Provide again, from the entries below, every line from the one containing "find the blue sky in the photo above" through the one containing "find the snowy slope in the photo above", exactly as written, and no other line.
═══ Data to use ═══
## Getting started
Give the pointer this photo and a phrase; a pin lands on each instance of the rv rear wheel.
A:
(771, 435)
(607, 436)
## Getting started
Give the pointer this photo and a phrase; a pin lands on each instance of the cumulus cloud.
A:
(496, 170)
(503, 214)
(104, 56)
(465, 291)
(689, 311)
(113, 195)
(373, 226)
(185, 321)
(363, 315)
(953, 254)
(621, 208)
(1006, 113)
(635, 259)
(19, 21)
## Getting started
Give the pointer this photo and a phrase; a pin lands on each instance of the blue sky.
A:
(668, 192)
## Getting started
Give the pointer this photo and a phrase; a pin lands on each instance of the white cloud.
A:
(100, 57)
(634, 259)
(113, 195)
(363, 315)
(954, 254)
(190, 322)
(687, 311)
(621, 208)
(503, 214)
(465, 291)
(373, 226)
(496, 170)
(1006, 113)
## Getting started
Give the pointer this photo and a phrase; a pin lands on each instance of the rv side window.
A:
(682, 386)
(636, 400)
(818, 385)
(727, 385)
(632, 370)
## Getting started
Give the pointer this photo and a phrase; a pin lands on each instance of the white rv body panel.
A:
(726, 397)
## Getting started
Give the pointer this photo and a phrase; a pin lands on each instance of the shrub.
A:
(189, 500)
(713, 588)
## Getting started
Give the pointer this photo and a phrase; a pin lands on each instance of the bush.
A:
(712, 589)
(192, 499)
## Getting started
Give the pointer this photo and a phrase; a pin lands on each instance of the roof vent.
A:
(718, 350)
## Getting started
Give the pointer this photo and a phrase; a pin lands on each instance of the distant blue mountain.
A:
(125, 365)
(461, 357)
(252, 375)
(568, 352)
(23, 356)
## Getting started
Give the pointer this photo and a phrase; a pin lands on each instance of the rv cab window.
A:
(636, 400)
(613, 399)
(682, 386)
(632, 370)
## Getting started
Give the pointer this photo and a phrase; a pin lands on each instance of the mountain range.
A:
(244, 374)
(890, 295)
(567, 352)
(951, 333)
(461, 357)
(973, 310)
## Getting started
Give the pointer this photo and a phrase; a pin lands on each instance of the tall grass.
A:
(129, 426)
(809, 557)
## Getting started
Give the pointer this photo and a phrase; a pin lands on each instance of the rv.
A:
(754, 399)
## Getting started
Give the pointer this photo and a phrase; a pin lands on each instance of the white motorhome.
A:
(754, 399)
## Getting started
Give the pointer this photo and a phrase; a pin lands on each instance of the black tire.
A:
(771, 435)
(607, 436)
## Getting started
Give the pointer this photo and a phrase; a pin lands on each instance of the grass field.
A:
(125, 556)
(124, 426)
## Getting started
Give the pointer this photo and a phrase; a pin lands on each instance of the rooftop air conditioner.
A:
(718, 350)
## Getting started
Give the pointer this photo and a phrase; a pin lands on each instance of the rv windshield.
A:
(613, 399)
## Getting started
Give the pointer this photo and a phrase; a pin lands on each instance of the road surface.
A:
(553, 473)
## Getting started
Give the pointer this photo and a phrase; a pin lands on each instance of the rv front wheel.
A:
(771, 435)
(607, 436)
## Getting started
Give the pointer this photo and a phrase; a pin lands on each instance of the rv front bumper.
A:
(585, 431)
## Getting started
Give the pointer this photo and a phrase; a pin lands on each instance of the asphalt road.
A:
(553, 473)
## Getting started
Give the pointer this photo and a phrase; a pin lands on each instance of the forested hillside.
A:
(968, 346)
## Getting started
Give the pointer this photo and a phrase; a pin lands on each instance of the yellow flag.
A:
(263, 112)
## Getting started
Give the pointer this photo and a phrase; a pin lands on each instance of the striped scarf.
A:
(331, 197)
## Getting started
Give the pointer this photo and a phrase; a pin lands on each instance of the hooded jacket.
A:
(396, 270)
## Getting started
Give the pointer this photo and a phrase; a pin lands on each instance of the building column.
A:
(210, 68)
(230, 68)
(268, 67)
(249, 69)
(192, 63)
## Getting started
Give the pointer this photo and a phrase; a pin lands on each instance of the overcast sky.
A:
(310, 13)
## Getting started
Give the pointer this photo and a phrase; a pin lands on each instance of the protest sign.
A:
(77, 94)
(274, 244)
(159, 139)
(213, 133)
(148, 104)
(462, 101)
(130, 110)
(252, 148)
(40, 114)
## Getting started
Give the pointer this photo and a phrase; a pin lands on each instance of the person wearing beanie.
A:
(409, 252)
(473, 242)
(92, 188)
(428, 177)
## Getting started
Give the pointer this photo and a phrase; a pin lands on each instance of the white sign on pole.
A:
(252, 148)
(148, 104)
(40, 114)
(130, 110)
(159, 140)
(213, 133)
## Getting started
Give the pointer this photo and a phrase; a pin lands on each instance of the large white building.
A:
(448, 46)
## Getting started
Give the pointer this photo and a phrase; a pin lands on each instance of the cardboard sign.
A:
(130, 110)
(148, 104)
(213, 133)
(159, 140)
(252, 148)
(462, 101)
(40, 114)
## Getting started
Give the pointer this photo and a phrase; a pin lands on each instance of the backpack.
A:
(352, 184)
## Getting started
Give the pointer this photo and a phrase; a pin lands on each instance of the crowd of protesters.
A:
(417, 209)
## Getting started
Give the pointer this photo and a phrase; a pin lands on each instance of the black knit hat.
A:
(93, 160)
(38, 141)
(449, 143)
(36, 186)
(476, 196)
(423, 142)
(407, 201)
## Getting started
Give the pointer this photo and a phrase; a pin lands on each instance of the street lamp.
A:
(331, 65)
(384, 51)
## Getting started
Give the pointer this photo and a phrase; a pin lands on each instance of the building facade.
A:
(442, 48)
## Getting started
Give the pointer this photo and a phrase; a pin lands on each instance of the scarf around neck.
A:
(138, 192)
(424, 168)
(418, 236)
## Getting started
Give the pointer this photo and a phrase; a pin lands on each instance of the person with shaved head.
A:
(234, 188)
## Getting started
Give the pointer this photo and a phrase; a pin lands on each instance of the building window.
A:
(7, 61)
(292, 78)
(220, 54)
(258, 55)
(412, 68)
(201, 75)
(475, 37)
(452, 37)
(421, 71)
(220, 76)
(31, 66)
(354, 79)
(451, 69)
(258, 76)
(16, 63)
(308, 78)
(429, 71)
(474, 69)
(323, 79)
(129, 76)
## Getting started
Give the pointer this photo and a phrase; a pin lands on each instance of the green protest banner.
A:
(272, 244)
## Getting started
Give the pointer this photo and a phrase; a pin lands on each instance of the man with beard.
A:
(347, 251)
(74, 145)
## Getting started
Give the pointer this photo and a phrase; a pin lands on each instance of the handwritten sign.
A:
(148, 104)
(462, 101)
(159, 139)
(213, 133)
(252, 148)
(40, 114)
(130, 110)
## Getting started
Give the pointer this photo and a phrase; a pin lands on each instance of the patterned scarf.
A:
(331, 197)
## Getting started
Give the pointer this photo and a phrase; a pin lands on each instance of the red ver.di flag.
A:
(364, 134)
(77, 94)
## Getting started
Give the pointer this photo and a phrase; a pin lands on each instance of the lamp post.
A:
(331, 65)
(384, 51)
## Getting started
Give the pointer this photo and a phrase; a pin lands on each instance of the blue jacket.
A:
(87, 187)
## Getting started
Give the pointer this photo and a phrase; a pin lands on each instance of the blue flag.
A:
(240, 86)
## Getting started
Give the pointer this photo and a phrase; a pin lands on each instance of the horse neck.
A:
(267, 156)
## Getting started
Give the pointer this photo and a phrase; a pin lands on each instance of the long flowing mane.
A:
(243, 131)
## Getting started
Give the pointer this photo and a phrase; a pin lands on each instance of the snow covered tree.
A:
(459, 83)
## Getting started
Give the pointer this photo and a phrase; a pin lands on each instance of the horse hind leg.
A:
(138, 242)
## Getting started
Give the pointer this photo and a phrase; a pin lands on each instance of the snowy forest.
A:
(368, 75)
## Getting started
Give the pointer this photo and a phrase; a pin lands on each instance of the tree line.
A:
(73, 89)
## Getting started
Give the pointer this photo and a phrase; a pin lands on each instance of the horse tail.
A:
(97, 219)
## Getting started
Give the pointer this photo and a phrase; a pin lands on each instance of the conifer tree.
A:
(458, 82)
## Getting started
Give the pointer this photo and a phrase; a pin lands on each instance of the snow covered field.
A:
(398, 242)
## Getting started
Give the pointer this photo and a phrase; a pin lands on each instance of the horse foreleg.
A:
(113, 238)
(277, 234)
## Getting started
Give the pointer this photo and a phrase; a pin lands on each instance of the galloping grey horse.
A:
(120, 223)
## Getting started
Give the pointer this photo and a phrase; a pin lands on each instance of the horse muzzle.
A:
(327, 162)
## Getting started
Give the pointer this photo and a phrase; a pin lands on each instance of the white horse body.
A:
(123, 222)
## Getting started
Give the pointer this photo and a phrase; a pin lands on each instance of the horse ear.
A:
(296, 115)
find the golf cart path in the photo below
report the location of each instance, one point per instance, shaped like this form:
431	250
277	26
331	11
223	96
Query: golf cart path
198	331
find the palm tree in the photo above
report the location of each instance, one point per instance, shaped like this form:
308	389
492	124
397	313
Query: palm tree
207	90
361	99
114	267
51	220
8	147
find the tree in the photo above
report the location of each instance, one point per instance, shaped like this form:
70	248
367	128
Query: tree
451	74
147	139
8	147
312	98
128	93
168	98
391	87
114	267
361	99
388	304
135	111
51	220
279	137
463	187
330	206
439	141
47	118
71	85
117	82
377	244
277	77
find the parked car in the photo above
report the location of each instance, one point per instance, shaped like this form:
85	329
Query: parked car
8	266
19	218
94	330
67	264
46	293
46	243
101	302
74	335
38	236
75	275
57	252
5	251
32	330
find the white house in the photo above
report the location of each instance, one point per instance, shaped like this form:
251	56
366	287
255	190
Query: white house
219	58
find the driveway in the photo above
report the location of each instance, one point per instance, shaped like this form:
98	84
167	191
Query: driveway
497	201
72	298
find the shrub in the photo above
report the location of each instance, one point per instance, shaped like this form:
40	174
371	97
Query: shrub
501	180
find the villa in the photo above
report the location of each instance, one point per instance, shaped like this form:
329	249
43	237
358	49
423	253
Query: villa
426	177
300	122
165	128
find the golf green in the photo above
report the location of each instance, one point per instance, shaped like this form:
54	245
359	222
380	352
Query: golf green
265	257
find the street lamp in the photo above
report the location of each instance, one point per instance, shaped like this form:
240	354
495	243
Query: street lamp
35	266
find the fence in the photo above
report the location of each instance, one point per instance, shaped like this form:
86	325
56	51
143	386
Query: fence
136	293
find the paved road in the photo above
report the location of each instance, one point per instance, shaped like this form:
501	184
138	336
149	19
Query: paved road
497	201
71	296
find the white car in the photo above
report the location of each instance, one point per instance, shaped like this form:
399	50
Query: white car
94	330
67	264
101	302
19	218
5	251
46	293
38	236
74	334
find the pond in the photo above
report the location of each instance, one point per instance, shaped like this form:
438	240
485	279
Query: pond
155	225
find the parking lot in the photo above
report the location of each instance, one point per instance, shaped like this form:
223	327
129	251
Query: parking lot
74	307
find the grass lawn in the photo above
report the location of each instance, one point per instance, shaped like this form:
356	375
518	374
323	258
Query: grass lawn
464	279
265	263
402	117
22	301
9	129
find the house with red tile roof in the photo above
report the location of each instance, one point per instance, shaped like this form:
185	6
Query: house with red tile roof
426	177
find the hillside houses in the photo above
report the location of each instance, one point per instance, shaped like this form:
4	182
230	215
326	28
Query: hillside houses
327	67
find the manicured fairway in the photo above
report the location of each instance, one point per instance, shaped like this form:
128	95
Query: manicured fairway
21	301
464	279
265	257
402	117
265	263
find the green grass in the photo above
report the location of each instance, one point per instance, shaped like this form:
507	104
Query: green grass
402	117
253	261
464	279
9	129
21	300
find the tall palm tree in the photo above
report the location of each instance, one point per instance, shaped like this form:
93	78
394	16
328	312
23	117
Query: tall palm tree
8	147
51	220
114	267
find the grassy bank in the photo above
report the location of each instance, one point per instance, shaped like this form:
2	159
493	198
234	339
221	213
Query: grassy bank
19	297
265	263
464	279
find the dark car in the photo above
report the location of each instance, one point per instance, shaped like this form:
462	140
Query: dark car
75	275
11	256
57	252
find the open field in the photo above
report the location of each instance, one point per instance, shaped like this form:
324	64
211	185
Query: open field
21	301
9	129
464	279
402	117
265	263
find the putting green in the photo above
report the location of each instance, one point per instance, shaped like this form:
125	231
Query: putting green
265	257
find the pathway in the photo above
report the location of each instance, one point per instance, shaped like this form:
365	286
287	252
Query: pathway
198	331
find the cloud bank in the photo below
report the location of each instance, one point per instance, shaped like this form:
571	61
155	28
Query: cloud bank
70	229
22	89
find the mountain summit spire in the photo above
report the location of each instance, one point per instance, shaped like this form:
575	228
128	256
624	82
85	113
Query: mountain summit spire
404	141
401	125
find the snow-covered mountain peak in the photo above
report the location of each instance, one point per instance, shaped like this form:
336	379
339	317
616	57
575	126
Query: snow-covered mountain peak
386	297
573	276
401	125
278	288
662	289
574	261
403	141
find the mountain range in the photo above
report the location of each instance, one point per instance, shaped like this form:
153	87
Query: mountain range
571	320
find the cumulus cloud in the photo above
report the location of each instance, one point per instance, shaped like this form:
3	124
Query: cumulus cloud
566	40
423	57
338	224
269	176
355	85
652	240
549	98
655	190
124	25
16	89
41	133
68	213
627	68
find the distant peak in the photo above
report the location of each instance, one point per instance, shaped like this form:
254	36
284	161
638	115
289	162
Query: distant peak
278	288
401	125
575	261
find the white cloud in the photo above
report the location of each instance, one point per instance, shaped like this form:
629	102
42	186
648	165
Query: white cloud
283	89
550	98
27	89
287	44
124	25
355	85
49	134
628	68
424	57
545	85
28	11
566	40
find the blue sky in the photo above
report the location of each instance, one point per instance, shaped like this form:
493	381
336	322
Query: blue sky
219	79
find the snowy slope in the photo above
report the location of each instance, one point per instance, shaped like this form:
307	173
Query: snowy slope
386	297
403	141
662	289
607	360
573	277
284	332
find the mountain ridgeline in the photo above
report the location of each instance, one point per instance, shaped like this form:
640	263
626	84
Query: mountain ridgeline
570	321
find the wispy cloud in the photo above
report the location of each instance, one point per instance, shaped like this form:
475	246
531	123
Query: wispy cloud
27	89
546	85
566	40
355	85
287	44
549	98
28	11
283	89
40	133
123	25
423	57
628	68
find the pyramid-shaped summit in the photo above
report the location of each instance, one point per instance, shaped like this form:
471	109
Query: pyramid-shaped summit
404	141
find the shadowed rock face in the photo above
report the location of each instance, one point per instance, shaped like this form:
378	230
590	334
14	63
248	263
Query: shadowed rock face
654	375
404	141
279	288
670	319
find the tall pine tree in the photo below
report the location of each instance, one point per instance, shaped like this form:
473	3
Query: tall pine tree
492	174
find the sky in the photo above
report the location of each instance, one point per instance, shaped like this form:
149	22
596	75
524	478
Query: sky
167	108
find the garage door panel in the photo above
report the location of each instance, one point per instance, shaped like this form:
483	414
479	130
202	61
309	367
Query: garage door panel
═══
**Solution:**
find the blue sky in the photo above
report the location of each instance, one point per instance, shaped like this form:
493	381
336	322
Query: blue sky
219	79
find the snowy slope in the photo above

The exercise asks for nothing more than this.